Activity -> Where a picture occurs in the data, omit it, and copy all remaining data exactly.

§ §

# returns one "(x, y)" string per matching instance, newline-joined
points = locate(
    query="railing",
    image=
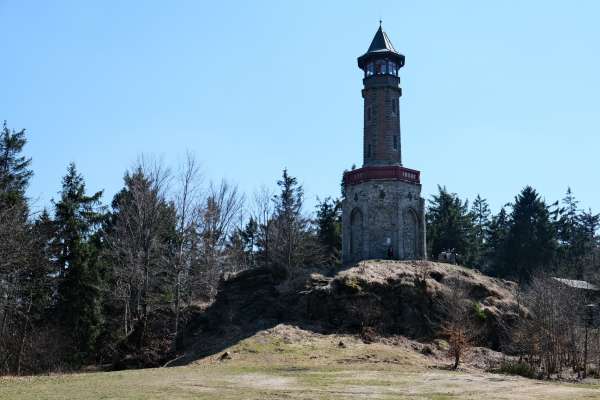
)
(392, 172)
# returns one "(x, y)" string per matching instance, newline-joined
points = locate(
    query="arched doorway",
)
(411, 224)
(356, 234)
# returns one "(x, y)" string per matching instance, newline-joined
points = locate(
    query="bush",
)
(517, 368)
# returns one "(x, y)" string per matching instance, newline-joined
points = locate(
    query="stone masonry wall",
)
(382, 215)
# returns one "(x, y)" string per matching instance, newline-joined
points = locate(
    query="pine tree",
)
(495, 247)
(329, 229)
(531, 239)
(77, 216)
(450, 225)
(15, 171)
(293, 243)
(249, 236)
(480, 212)
(571, 237)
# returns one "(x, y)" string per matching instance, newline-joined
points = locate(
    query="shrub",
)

§ §

Response for this exercise ->
# returns one "(x, y)" string per matching instance, newline-joined
points = locate(
    query="railing",
    image=
)
(392, 172)
# returns one "(x, y)" string per matching instance, newline-joined
points = locate(
    query="arched doorway",
)
(411, 224)
(356, 234)
# returns one "(x, y)" string per matching instance, newline-joined
points = locate(
    query="bush",
)
(517, 368)
# returns one "(x, y)" string per matching instance, newline-joined
points = locate(
    query="stone masonry wall",
)
(382, 215)
# returns one "(x, y)" string per matching instance, newline-joined
points = locate(
    query="pine tree",
)
(495, 247)
(329, 229)
(531, 239)
(77, 216)
(450, 225)
(15, 171)
(293, 243)
(249, 236)
(480, 212)
(571, 237)
# returns one "(x, y)" string per matching instance, newline-joined
points = locate(
    query="shrub",
)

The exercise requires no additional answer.